*What you have to do*. Quote each of the entries below word for word, omitting the pictures.

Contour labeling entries
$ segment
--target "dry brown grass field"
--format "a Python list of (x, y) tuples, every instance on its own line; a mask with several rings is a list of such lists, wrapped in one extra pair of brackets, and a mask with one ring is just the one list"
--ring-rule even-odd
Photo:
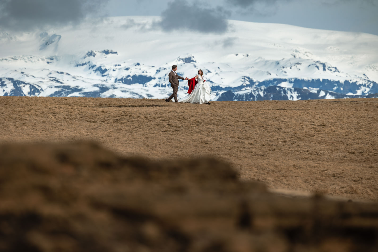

*Answer*.
$ segment
--target "dry brown grass field"
--format "a Python list of (x, y) tuples, every instance on its own line; a mask with several rings is a list of such lists, wrapped in one extra pair of brackets, and a mask with one ring is just the one list"
--ring-rule even-odd
Photo:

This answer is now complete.